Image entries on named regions
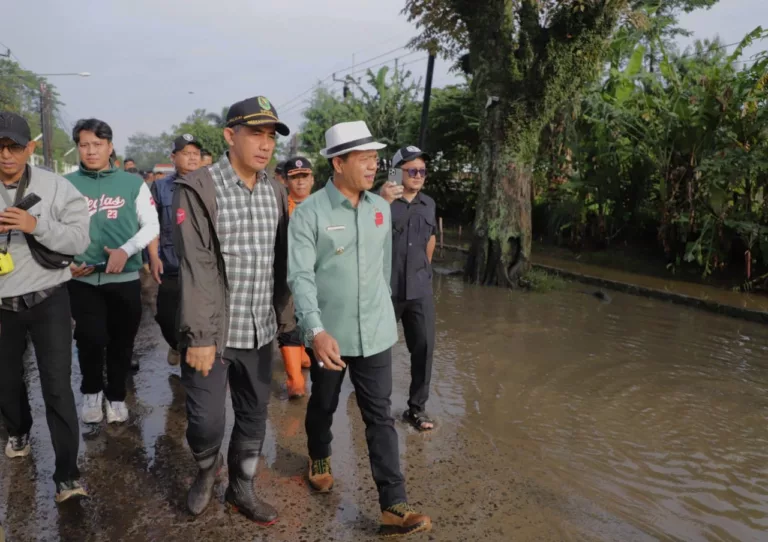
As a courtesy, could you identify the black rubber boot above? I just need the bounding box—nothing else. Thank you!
[224,444,277,527]
[187,451,224,516]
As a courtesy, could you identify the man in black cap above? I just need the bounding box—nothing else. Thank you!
[275,161,288,186]
[173,96,296,525]
[149,134,203,365]
[0,112,90,502]
[275,156,315,399]
[381,146,436,431]
[200,149,213,167]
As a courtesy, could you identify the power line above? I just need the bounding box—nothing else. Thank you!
[282,51,429,120]
[277,45,408,110]
[282,51,428,118]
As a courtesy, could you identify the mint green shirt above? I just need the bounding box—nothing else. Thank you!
[288,180,397,357]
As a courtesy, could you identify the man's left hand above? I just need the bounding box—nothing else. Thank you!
[149,256,163,284]
[104,247,128,273]
[0,207,37,233]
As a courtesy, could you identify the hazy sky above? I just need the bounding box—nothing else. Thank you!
[0,0,768,151]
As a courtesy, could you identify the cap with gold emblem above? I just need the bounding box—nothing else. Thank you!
[227,96,291,136]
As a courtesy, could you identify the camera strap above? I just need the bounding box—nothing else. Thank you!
[0,166,29,254]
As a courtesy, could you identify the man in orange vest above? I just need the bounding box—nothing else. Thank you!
[278,156,315,399]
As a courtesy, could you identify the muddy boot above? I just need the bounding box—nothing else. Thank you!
[308,457,333,493]
[280,346,306,399]
[379,502,432,537]
[187,451,224,516]
[224,444,277,527]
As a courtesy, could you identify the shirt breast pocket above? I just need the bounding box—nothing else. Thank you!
[317,226,356,256]
[216,206,248,238]
[417,215,435,243]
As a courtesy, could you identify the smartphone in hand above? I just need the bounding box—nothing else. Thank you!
[14,192,40,211]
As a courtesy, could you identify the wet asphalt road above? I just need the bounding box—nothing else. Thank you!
[6,277,768,542]
[0,278,559,542]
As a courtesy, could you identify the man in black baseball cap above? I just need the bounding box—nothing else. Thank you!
[149,134,203,365]
[227,96,291,136]
[275,160,288,187]
[277,156,315,399]
[0,112,90,506]
[381,146,436,431]
[173,96,296,525]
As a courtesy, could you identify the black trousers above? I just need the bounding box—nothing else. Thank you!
[69,280,141,401]
[277,326,304,348]
[0,287,80,482]
[392,295,435,412]
[155,275,181,350]
[304,349,407,510]
[181,343,272,460]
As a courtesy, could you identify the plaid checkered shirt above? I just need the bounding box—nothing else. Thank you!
[211,155,278,350]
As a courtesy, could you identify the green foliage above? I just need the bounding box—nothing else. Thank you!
[538,28,768,275]
[125,132,173,171]
[125,107,227,170]
[300,67,420,185]
[301,69,479,224]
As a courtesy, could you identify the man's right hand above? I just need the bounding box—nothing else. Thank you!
[312,331,347,371]
[379,181,403,203]
[69,262,95,278]
[186,346,216,376]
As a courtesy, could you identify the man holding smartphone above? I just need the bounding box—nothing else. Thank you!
[0,112,90,502]
[149,134,203,365]
[67,119,160,423]
[381,146,436,431]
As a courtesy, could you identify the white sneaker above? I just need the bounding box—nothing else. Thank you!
[168,348,181,366]
[81,392,104,423]
[107,401,128,423]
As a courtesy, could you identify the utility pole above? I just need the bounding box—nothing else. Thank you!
[419,53,435,150]
[40,82,53,170]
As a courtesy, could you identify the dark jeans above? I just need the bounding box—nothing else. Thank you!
[69,280,141,401]
[155,275,181,350]
[304,349,407,510]
[0,287,80,482]
[181,343,272,460]
[277,326,304,348]
[392,295,435,412]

**TASK STATEMENT:**
Omit any images, then output the listing exactly.

**WRITTEN REPLY:**
As a courtesy, could you identify the black rubber boot above? I just need the bounding box—nothing else. Thank you!
[224,444,277,527]
[187,451,224,516]
As a courtesy, could you identify the man in black cap above? I just need the bounding box—nothing else. Thank you!
[275,161,288,186]
[173,96,296,525]
[149,134,203,365]
[0,112,90,502]
[275,156,315,399]
[381,146,436,431]
[200,149,213,167]
As a courtesy, could you identify the power line above? I just need the bounding box—nothing else. Thank you!
[282,51,429,120]
[277,45,408,110]
[282,51,428,118]
As a courtesy, could you identify the mint green shirt above? I just need the bounding box—nothing else. Thank you!
[288,180,397,357]
As a courtesy, could you identify the man's left hand above? I just need the bounding box—nothing else. Thank you!
[149,256,163,284]
[104,247,128,273]
[0,207,37,233]
As a courtesy, could you identify the hazy sky above? I just need the bounding box—nothing else. Thank you!
[0,0,768,151]
As a courtesy, could you identify the cap with gold emblem above? I just need the bounding box—nothing else. Thank you!
[227,96,291,136]
As a courtesy, could you identify the camera strap above? I just need the bounding box—nothing else. Thank you!
[0,166,29,254]
As a courtesy, could you identify the man in orange vest above? I just need the bounding box—nothing else. Thank you!
[278,156,315,399]
As a courtesy, could you identify the muddy boot above? I just need the bounding box—nothing else. Thank you!
[308,457,333,493]
[280,346,306,399]
[379,502,432,537]
[187,451,224,516]
[224,444,277,527]
As a courtesy, could you identify the shirt breast pocket above? I just need the bounding box—nothing else. Thank you!
[317,226,356,256]
[216,206,248,238]
[417,215,435,243]
As a courtesy, could you identify the smartphone in hand above? I just need the bounding box—nothing else. Thank you!
[14,192,40,211]
As a courtesy, could you identify the wet asphalt road above? I just need the bounding box—nothing else. Thank you!
[6,277,768,542]
[0,278,559,542]
As a courtesy, could you identify the man in black baseball cap above? I just need the bounding box—nothing else. Thank you!
[149,134,203,365]
[227,96,291,136]
[275,160,288,187]
[277,156,315,399]
[0,112,90,506]
[381,146,436,431]
[173,96,296,525]
As a courtesy, could you identify the black trousers above? I just need the bounding box—nothing else. Thank you!
[69,280,141,401]
[277,326,304,348]
[0,287,80,482]
[392,295,435,412]
[155,275,181,350]
[304,349,407,510]
[181,343,272,460]
As a courtesy, could you identify the plaid checkered shirt above? I just need the bounding box—nothing else. Thank you!
[211,155,278,350]
As a courtesy, could you identify the green foliage above? I just need the bounding box—nothing else. Thank you!
[538,28,768,275]
[125,132,173,171]
[125,107,227,170]
[300,67,420,185]
[301,69,479,224]
As a courtesy, could you identify the man's right hand above? I just need the bounding box—nothing else. Thank you!
[312,331,347,371]
[379,181,403,203]
[69,262,95,278]
[186,346,216,376]
As a courtesy, could you identify the man holding smartphone above? I just need the bounding box—nothing else. Thank you!
[0,112,90,502]
[149,134,203,365]
[67,119,160,423]
[381,146,436,431]
As a courtesy, could you identify the white sneaker above? I just need the bounding box—nothing else. Thank you!
[168,348,181,366]
[81,392,104,423]
[107,401,128,423]
As a courtesy, could you identify the utility pole above? I just need the bounding box—nothing else. Thank you!
[419,53,435,150]
[40,82,53,170]
As a courtesy, could you identify the dark jeans above? I just need the bounding box—nothing else. Thank you!
[69,280,141,401]
[155,275,181,350]
[304,349,407,510]
[0,287,80,482]
[181,343,272,460]
[277,326,304,348]
[392,295,435,412]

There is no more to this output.